[[ Given passage, beginning ]]

New research conducted by YouGov Cambridge as part of their Globalism Project reveals the different ways people wish to work after the pandemic. Their survey of 27 countries asks where people would prefer to work if they had the choice – in the home or office – and how often they would like to do so.
Denmark and Japan have the lowest desire to remove the office from work life completely, with only 8% of respondents in both countries stating that they would like to work from home full time. US, South African, and Brazilian workers are the most eager to ditch their commutes, with 27-28% saying that they wouldn’t like to work in an office at all.
In the UK, the most popular option is to work in an office full-time with no work from home element. While 38% of UK workers don’t want to work from home at all, 23% want to work from home “most” of the time, and 21% want to work from home only “some” of the time. This desire for flexibility outweighs the nation’s desire to embrace the home office, with 18% of people saying that they would prefer full-time work in the home.
As we have seen that Japanese workers have little desire to work from home, it stands to reason that Japan also has the highest number of people who want to work in the office full time, at 52%. Italian workers are second on the list for wanting to retain traditional office life at 48%, trailed closely by Spain and Germany which both saw 46% of workers wishing to keep their offices.

[[ Given passage, end ]]
[[ Listed records, beginning ]]

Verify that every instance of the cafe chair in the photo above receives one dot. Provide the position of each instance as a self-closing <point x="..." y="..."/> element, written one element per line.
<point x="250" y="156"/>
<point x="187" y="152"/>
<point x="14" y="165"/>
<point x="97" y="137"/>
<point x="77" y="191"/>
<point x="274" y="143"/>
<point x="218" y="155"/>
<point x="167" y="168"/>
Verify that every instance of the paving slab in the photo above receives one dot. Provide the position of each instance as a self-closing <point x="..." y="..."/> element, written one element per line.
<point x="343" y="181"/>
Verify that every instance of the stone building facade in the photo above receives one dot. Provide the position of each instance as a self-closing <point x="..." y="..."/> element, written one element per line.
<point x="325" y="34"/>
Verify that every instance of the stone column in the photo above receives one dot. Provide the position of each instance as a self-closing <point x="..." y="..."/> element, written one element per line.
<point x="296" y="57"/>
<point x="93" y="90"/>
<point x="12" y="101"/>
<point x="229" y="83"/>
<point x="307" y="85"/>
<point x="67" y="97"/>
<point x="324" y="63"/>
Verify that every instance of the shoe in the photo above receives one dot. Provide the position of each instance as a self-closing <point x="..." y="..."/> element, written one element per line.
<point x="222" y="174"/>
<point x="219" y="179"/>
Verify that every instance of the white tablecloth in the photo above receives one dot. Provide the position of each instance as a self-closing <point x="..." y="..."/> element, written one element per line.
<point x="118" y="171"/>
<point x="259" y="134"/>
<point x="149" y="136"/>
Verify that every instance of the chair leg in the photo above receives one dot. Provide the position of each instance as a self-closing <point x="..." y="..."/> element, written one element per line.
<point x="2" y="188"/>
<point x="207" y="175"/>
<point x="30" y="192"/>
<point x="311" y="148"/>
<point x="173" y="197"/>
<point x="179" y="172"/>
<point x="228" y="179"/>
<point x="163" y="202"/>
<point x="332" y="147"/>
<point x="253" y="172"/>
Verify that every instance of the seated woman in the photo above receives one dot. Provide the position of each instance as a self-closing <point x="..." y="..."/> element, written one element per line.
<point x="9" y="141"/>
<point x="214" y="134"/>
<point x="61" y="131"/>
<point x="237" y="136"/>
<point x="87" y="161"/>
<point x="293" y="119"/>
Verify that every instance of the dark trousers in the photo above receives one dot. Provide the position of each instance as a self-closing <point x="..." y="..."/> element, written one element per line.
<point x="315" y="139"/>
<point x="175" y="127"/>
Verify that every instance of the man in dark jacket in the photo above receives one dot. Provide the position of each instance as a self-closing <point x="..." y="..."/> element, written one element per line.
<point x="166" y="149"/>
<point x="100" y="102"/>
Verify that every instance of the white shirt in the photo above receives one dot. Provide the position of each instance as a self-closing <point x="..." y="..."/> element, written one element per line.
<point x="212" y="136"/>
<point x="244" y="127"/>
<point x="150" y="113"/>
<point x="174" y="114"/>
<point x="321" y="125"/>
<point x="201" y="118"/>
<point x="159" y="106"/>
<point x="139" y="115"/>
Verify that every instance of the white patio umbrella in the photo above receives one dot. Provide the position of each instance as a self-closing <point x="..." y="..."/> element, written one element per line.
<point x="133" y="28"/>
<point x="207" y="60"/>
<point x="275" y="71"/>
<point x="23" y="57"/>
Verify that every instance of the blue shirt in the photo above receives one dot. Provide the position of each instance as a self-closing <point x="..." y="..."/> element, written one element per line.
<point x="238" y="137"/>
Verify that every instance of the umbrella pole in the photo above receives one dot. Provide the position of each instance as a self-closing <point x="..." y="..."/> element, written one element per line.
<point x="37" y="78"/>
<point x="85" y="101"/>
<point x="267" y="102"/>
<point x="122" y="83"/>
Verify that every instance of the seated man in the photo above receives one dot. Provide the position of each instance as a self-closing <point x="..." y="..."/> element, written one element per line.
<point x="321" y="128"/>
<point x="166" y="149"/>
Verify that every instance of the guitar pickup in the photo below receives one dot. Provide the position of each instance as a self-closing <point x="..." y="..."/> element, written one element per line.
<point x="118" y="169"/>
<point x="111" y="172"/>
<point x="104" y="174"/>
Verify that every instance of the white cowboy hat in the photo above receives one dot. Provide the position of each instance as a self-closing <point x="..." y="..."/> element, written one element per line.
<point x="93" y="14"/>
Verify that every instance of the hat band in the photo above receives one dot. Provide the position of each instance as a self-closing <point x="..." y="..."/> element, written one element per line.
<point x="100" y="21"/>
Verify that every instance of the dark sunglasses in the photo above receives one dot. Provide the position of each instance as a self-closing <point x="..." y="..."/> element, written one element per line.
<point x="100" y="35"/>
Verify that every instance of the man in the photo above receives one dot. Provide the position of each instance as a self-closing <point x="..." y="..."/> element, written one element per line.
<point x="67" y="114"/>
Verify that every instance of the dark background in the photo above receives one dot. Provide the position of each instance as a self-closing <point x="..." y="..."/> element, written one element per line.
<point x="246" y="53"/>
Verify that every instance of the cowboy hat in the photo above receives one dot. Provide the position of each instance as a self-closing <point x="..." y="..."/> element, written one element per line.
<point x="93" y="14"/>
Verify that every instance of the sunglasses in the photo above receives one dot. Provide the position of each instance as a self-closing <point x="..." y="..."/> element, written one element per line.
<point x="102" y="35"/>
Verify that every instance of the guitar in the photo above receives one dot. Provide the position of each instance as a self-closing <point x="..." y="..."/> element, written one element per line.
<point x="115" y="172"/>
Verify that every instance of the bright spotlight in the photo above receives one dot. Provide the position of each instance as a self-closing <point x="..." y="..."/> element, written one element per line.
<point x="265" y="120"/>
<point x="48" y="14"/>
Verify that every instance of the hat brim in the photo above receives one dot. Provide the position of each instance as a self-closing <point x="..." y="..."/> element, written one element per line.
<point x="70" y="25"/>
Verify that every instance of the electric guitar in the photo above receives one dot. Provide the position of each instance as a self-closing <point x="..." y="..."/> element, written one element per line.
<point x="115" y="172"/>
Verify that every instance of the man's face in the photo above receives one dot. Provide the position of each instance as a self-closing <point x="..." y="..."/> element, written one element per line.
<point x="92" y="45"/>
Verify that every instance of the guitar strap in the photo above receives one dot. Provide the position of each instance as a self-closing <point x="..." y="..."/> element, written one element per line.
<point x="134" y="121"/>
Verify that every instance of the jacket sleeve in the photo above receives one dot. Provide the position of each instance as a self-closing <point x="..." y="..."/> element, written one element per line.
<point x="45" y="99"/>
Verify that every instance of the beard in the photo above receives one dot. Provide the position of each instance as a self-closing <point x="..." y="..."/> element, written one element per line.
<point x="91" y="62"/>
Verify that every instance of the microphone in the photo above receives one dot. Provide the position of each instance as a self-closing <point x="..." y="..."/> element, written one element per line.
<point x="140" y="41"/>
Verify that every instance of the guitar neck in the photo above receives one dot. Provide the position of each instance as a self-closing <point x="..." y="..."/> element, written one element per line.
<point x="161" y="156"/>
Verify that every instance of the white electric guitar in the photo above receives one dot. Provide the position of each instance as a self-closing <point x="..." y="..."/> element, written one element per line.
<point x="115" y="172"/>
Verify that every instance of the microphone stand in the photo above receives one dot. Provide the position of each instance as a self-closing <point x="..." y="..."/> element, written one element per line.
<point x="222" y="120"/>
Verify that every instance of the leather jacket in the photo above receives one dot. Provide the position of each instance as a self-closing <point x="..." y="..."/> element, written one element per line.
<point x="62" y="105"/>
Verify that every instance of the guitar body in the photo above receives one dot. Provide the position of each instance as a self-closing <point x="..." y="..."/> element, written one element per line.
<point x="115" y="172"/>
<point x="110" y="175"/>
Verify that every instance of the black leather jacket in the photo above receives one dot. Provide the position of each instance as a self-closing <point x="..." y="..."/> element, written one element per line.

[[ Listed records, end ]]

** Work to complete **
- A) In the passage on the YouGov work survey, translate this sentence into Spanish: "In the UK, the most popular option is to work in an office full-time with no work from home element."
- B) According to the passage on the YouGov work survey, what percentage of Italian workers want to work in the office full time?

** Results **
- A) En el Reino Unido, la opción más popular es trabajar en una oficina a tiempo completo, sin ningún componente de trabajo desde casa.

- B) 48%